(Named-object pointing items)
########################################

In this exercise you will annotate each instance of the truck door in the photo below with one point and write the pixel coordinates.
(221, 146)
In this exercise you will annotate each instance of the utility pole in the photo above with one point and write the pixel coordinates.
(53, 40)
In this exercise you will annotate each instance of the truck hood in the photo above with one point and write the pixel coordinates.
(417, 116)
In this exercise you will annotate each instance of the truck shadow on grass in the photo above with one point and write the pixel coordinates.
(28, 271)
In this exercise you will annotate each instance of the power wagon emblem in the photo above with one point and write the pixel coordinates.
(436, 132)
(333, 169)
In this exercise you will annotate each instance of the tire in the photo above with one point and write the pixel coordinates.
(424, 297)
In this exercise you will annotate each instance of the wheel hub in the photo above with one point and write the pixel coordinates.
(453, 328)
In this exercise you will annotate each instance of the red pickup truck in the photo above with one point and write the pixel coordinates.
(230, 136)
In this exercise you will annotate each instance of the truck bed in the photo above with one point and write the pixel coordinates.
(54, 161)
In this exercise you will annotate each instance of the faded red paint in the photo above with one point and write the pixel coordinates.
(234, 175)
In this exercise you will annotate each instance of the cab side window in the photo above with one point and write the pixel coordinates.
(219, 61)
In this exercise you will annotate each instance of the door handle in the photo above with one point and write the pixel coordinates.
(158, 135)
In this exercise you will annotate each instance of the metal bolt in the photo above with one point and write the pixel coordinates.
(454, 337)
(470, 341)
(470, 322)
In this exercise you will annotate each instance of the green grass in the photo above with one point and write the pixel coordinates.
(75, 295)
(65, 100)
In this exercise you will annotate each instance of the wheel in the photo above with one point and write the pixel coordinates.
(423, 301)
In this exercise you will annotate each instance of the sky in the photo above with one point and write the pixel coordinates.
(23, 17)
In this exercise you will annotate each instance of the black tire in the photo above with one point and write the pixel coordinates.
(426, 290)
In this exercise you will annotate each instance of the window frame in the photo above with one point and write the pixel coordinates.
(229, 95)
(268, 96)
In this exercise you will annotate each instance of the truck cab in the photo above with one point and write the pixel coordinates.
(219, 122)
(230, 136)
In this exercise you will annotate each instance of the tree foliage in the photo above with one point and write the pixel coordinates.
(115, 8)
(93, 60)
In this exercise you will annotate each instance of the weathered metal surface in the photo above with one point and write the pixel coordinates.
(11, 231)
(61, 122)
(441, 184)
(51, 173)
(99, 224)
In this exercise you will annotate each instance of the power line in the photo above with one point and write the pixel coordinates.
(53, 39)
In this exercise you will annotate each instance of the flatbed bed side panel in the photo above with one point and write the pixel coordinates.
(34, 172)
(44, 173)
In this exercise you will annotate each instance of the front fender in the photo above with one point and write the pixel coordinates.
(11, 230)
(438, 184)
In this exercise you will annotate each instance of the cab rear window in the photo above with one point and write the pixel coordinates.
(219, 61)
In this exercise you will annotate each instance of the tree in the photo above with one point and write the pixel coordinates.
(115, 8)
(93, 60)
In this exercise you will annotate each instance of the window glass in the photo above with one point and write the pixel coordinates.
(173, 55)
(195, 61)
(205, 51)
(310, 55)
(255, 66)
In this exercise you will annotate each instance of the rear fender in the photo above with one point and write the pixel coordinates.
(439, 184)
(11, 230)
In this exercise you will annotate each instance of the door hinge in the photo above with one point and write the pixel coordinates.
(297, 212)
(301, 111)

########################################

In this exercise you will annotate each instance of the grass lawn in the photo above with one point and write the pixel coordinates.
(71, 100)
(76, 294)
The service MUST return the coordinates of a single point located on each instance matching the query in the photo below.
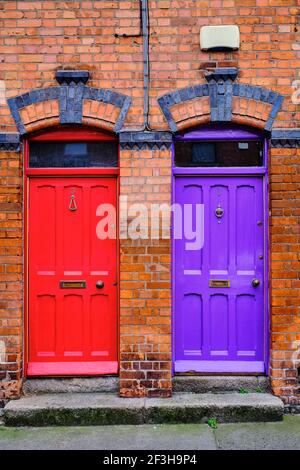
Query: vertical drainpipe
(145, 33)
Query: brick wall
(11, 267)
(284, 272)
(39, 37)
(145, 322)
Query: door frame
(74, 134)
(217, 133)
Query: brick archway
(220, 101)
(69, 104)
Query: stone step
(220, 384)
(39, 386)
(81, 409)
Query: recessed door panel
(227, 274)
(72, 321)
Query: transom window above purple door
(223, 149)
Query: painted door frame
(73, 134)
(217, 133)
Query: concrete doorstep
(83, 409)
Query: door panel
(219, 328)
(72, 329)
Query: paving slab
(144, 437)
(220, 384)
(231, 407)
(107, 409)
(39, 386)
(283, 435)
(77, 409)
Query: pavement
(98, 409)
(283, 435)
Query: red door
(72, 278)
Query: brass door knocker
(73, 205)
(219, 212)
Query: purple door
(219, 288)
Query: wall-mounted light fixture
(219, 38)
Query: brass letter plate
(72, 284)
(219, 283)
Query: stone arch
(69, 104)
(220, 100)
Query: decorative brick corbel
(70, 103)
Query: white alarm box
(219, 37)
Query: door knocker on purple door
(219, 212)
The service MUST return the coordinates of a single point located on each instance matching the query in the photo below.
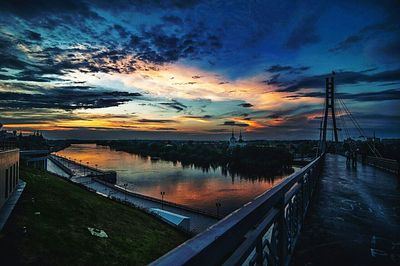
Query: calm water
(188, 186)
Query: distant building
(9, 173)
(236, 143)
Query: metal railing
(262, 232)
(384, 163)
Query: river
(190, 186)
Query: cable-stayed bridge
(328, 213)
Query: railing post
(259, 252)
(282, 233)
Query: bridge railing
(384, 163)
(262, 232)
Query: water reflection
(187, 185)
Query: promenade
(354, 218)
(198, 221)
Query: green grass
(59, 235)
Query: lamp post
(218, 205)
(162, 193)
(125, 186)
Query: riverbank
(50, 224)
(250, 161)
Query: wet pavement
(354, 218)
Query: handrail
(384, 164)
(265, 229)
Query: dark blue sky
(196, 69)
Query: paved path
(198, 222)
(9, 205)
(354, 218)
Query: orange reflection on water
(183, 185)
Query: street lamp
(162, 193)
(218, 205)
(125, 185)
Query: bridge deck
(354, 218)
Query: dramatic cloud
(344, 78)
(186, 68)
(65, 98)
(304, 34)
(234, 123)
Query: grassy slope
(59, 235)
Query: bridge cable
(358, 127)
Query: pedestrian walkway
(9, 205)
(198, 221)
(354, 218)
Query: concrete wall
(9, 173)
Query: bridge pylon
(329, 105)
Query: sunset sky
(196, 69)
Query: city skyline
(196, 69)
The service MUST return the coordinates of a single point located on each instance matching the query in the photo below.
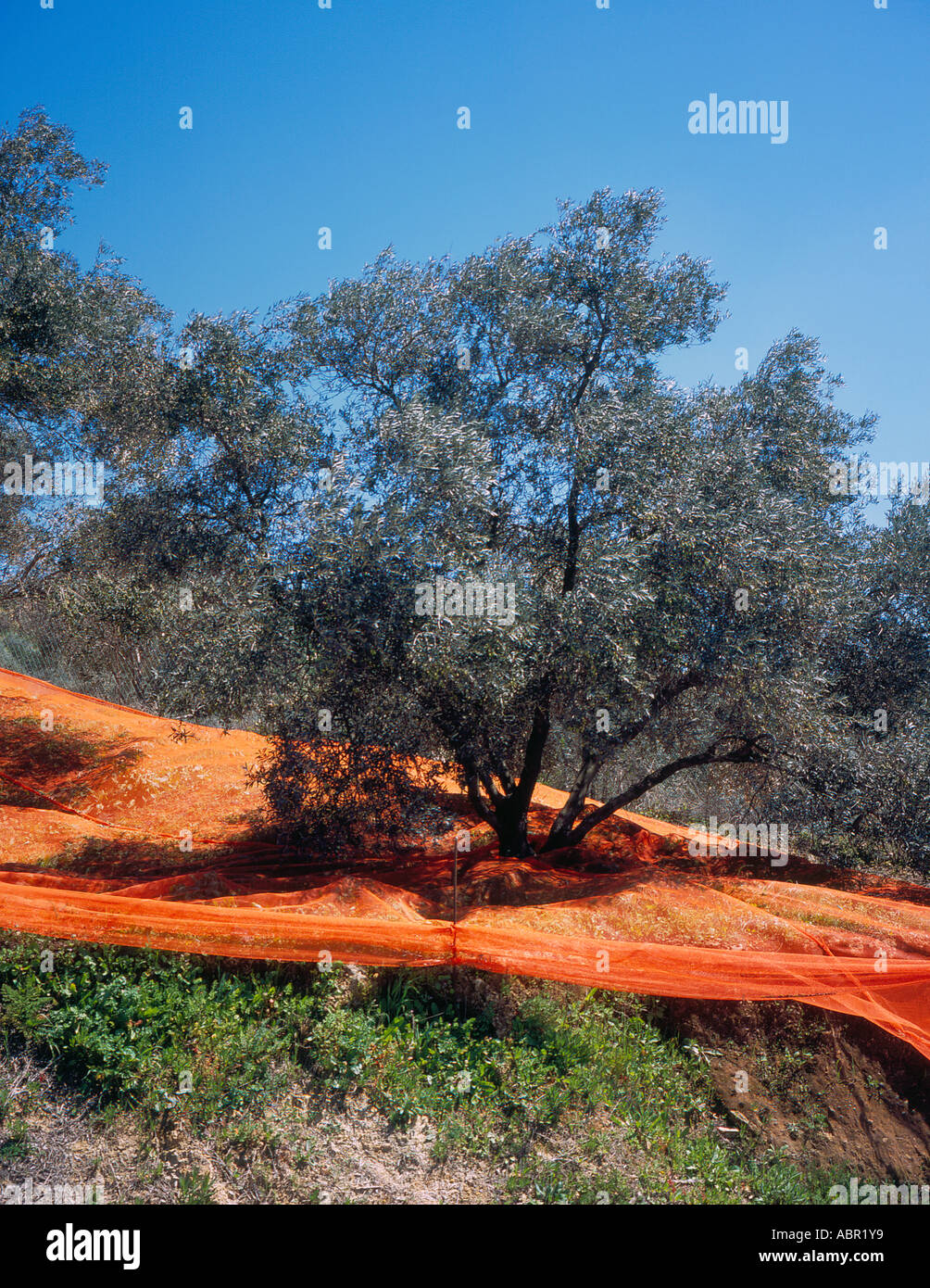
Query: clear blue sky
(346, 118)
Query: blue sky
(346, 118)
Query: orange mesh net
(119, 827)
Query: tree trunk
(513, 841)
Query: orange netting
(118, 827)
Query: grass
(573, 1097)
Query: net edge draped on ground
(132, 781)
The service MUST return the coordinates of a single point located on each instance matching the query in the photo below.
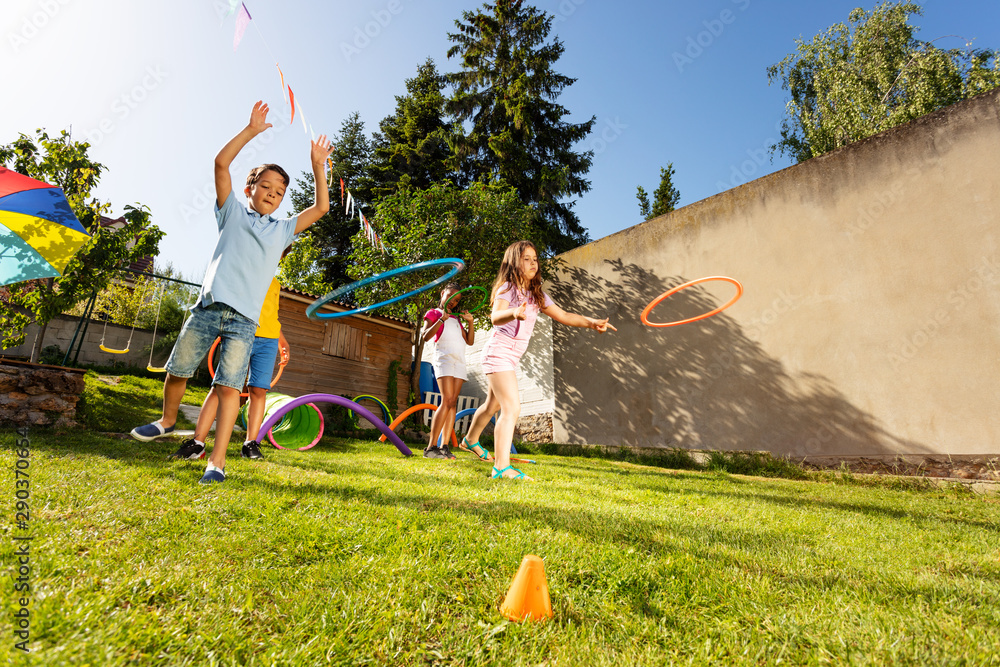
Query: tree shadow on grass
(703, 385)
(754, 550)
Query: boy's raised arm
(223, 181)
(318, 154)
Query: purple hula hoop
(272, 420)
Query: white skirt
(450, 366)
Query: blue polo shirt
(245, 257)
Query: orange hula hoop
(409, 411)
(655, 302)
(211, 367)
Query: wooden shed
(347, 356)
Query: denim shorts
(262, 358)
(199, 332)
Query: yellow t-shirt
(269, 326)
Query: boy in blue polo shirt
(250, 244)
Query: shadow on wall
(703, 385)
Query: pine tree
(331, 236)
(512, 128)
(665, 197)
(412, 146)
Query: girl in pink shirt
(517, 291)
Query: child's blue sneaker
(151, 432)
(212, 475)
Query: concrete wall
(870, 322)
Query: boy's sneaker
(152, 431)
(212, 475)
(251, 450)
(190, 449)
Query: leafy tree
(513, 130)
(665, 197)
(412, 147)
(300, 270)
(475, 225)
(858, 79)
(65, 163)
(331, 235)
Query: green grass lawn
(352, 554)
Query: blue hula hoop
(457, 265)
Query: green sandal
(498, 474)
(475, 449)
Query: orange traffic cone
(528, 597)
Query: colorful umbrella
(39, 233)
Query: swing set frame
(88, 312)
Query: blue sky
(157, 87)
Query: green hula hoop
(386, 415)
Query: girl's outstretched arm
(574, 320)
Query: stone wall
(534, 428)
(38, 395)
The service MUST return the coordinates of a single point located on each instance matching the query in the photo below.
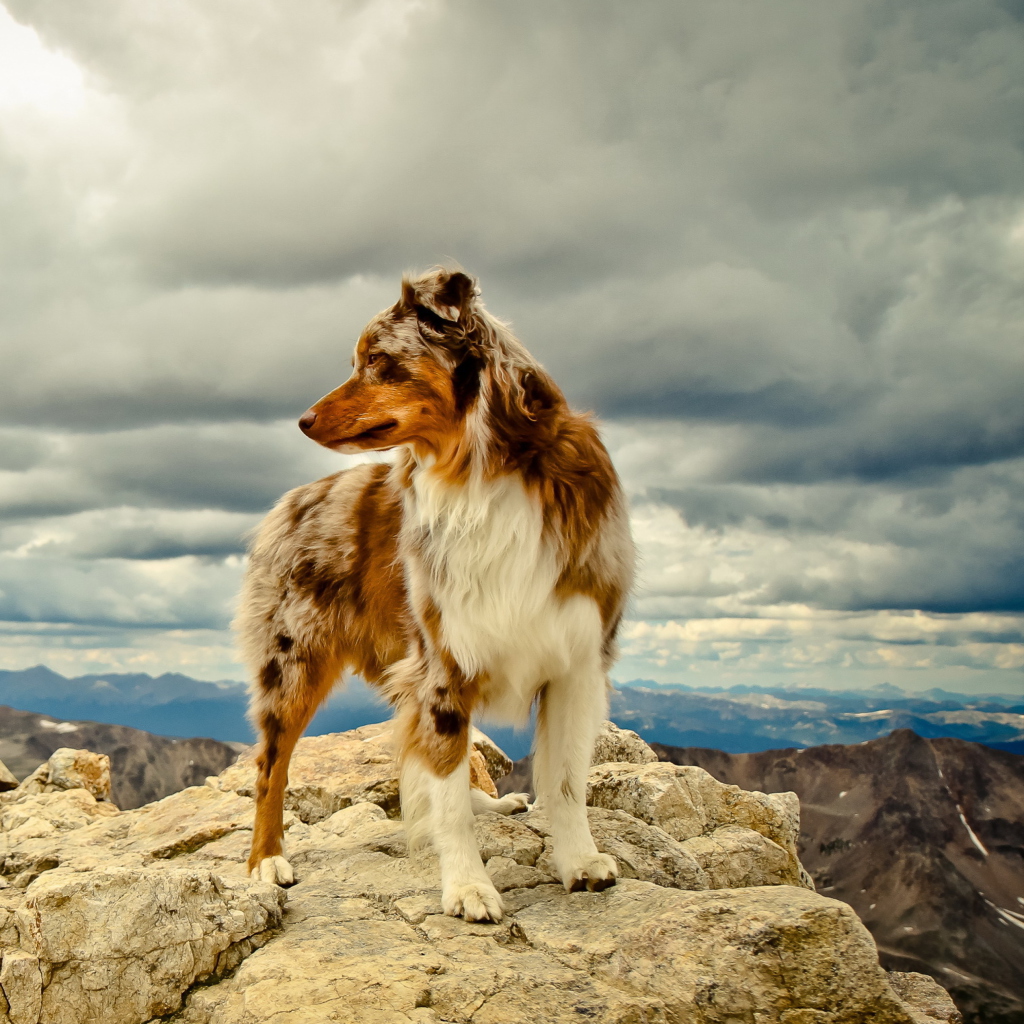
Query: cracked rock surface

########################################

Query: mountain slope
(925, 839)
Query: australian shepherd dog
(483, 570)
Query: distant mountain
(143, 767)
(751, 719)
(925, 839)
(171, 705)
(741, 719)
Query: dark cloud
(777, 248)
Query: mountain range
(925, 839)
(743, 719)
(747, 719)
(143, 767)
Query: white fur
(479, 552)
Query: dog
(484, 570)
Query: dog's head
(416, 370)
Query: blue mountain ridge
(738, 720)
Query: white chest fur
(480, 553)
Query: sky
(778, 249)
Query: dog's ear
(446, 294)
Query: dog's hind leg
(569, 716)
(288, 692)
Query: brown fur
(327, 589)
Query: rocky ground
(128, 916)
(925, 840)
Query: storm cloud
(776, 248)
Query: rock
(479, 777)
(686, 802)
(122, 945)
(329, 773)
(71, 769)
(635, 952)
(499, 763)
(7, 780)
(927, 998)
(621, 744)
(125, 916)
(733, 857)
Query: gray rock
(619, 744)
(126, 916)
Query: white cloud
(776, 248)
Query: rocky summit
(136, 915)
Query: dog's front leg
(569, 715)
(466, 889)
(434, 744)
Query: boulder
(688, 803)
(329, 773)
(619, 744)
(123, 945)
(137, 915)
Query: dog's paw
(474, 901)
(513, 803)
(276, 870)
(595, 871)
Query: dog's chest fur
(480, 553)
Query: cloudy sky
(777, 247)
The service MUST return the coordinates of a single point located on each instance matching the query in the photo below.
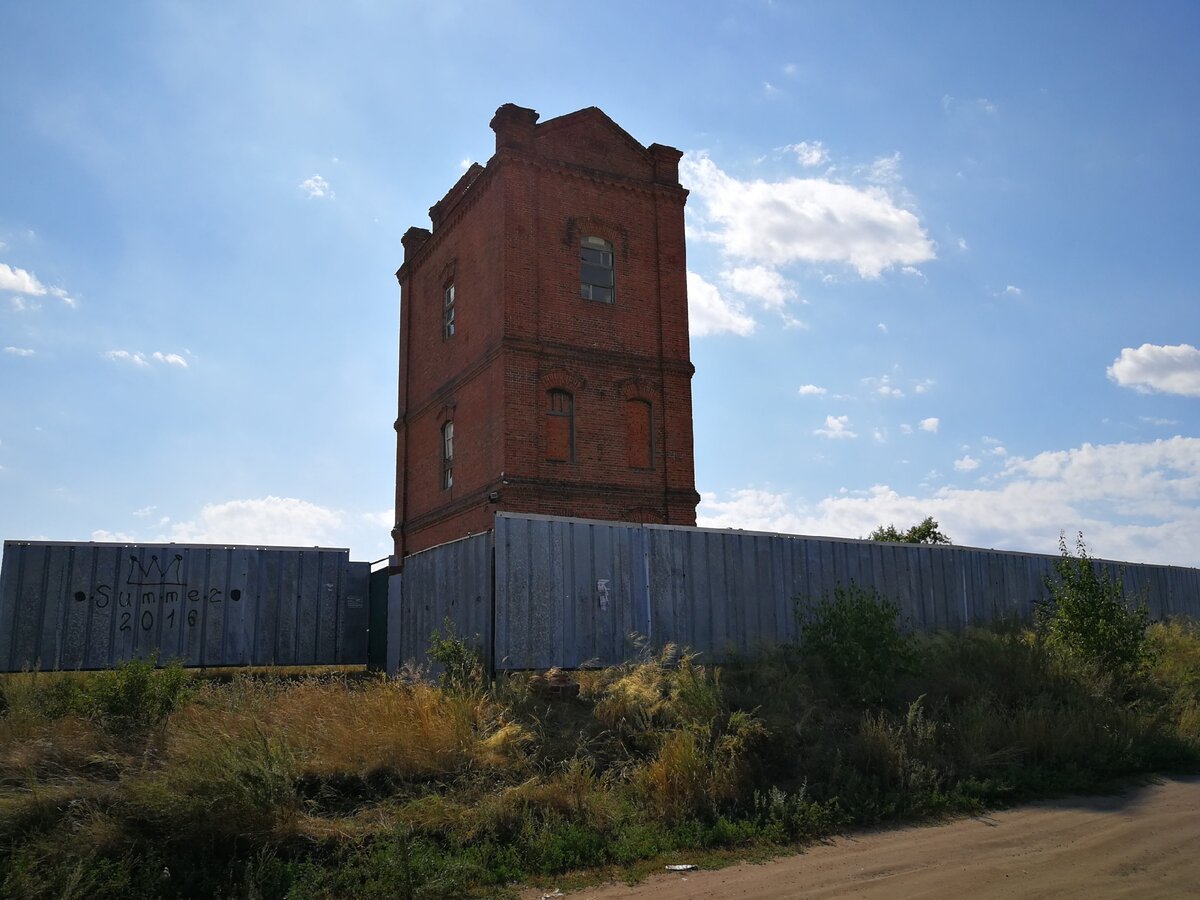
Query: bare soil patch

########################################

Please copy the items word for word, from the line containing "Query: white fur" through the line containing "Query: bare soil patch", both lines included. Leave the pictures out of your copy.

Query: white fur
(479, 552)
Query: dog
(484, 570)
Query: dog's head
(416, 370)
Query: blue mountain ridge
(738, 720)
Query: white chest fur
(480, 553)
Query: sky
(778, 249)
Query: dog's ear
(446, 294)
Query: dog's hind leg
(569, 716)
(288, 692)
Query: brown fur
(327, 589)
Query: rocky ground
(128, 916)
(925, 840)
Query: storm cloud
(776, 248)
Query: rock
(479, 777)
(686, 802)
(122, 945)
(329, 773)
(71, 769)
(635, 952)
(499, 763)
(7, 780)
(927, 998)
(621, 744)
(125, 916)
(733, 857)
Query: gray rock
(619, 744)
(126, 916)
Query: white cloud
(776, 248)
Query: rocky summit
(136, 915)
Query: dog's front leg
(569, 715)
(466, 889)
(434, 744)
Query: boulder
(688, 803)
(329, 773)
(619, 744)
(123, 945)
(137, 915)
Query: dog's paw
(474, 901)
(513, 803)
(276, 870)
(595, 871)
Query: dog's chest fur
(480, 553)
Query: cloudy sky
(777, 247)
The service MUST return the coordinates of a single point located on each instance matching the query in the photo below.
Query: bare soil patch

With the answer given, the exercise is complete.